## WHAT IS REQUIRED:
Below are some records; find each line that carries the word "shirt" and copy it.

## PROVIDED RECORDS:

::::::::

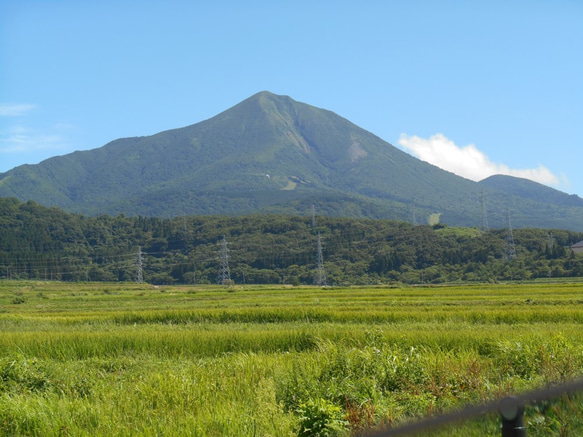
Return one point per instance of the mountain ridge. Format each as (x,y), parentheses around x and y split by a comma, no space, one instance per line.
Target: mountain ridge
(270,153)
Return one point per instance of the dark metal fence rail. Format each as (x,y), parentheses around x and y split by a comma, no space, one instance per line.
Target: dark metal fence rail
(511,411)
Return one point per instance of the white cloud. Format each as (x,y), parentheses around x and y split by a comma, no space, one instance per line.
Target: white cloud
(468,161)
(15,110)
(22,140)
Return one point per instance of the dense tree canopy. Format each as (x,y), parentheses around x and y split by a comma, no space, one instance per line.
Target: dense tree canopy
(46,243)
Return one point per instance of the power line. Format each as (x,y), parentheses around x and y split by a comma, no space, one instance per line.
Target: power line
(485,226)
(320,276)
(139,266)
(224,272)
(510,247)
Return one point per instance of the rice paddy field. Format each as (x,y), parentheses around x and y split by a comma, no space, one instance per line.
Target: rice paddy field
(95,359)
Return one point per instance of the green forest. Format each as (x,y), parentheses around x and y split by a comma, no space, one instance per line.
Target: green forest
(43,243)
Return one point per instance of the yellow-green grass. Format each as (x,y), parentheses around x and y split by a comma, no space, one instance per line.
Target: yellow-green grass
(132,359)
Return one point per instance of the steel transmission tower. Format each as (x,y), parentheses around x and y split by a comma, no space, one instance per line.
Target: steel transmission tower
(485,226)
(224,273)
(139,266)
(313,216)
(320,276)
(510,248)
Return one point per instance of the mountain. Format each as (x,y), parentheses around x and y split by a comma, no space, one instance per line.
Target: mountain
(528,189)
(270,153)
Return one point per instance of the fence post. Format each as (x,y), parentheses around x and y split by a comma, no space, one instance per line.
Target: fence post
(512,412)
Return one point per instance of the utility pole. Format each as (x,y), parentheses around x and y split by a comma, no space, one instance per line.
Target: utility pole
(320,276)
(485,226)
(224,273)
(510,248)
(313,216)
(139,266)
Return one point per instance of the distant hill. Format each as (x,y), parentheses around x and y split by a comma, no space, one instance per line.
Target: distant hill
(272,154)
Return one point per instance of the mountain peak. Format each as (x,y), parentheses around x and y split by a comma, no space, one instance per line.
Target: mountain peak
(268,153)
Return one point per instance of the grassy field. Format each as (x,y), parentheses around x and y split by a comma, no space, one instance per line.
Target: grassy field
(133,359)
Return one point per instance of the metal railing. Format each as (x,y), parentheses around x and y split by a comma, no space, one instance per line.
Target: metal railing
(511,410)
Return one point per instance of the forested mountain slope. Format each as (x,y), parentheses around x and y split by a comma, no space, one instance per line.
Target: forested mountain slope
(271,154)
(47,243)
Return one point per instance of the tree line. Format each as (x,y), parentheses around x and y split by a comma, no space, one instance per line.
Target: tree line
(43,243)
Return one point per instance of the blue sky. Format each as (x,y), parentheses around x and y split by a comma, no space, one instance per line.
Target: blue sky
(475,87)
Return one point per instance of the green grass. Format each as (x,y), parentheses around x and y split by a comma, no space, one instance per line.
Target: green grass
(127,359)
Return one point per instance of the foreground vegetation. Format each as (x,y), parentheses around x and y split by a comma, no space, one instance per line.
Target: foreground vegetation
(135,359)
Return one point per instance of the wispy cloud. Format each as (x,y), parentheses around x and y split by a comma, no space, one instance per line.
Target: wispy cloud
(15,110)
(468,161)
(22,140)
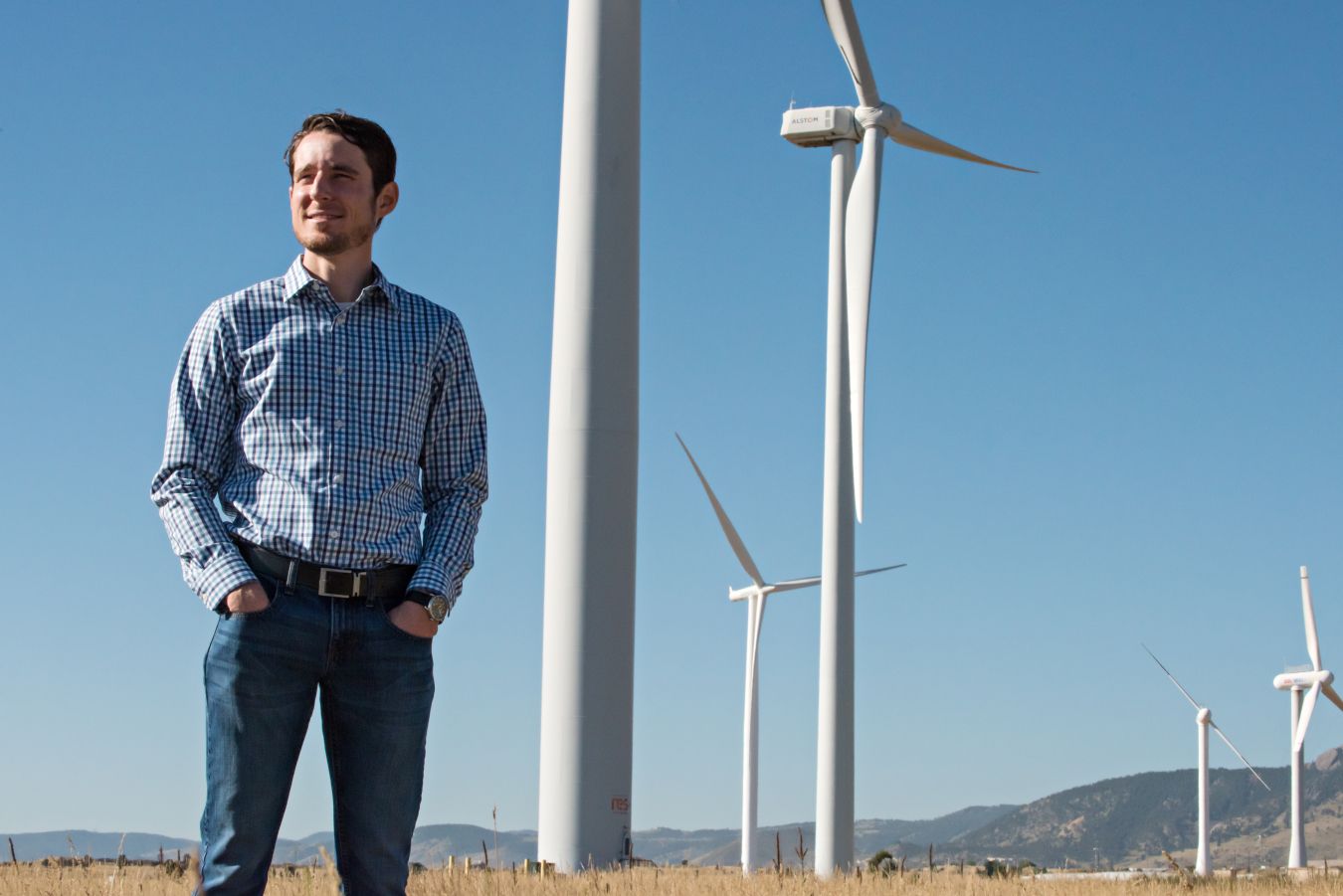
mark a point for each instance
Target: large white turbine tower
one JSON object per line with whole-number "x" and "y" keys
{"x": 1205, "y": 720}
{"x": 755, "y": 594}
{"x": 853, "y": 232}
{"x": 591, "y": 477}
{"x": 1319, "y": 680}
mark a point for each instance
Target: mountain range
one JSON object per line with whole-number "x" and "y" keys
{"x": 1116, "y": 822}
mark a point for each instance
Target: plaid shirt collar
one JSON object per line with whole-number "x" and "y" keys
{"x": 297, "y": 280}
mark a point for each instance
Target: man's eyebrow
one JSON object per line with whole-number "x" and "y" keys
{"x": 337, "y": 167}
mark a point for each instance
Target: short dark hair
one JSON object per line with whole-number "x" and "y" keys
{"x": 367, "y": 134}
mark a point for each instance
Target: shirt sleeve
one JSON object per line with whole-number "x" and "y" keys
{"x": 202, "y": 421}
{"x": 454, "y": 469}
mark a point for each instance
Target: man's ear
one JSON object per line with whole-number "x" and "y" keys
{"x": 387, "y": 199}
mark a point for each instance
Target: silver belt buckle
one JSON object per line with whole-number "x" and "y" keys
{"x": 356, "y": 579}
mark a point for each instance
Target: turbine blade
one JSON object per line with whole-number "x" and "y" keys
{"x": 1312, "y": 638}
{"x": 844, "y": 26}
{"x": 814, "y": 581}
{"x": 860, "y": 249}
{"x": 1239, "y": 754}
{"x": 881, "y": 570}
{"x": 1171, "y": 677}
{"x": 909, "y": 136}
{"x": 1307, "y": 708}
{"x": 733, "y": 539}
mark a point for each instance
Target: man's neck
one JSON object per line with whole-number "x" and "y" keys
{"x": 345, "y": 274}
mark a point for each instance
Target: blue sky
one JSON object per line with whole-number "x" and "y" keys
{"x": 1103, "y": 402}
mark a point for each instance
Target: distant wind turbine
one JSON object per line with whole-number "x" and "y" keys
{"x": 855, "y": 196}
{"x": 1319, "y": 681}
{"x": 755, "y": 596}
{"x": 1205, "y": 720}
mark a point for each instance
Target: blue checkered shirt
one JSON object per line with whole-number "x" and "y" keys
{"x": 325, "y": 436}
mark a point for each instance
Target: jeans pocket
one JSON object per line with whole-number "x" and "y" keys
{"x": 387, "y": 621}
{"x": 275, "y": 593}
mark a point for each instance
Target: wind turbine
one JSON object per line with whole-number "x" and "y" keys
{"x": 593, "y": 452}
{"x": 1318, "y": 680}
{"x": 755, "y": 594}
{"x": 853, "y": 232}
{"x": 1205, "y": 720}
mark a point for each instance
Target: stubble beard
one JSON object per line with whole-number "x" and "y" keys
{"x": 322, "y": 244}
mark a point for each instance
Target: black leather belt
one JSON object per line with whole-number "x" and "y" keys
{"x": 329, "y": 582}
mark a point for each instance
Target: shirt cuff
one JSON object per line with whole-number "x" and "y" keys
{"x": 437, "y": 579}
{"x": 225, "y": 574}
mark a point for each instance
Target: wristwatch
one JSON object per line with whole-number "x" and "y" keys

::::::::

## REPLY:
Target: plaid shirt collar
Target: shirt sleeve
Target: blue checkered shirt
Target: shirt cuff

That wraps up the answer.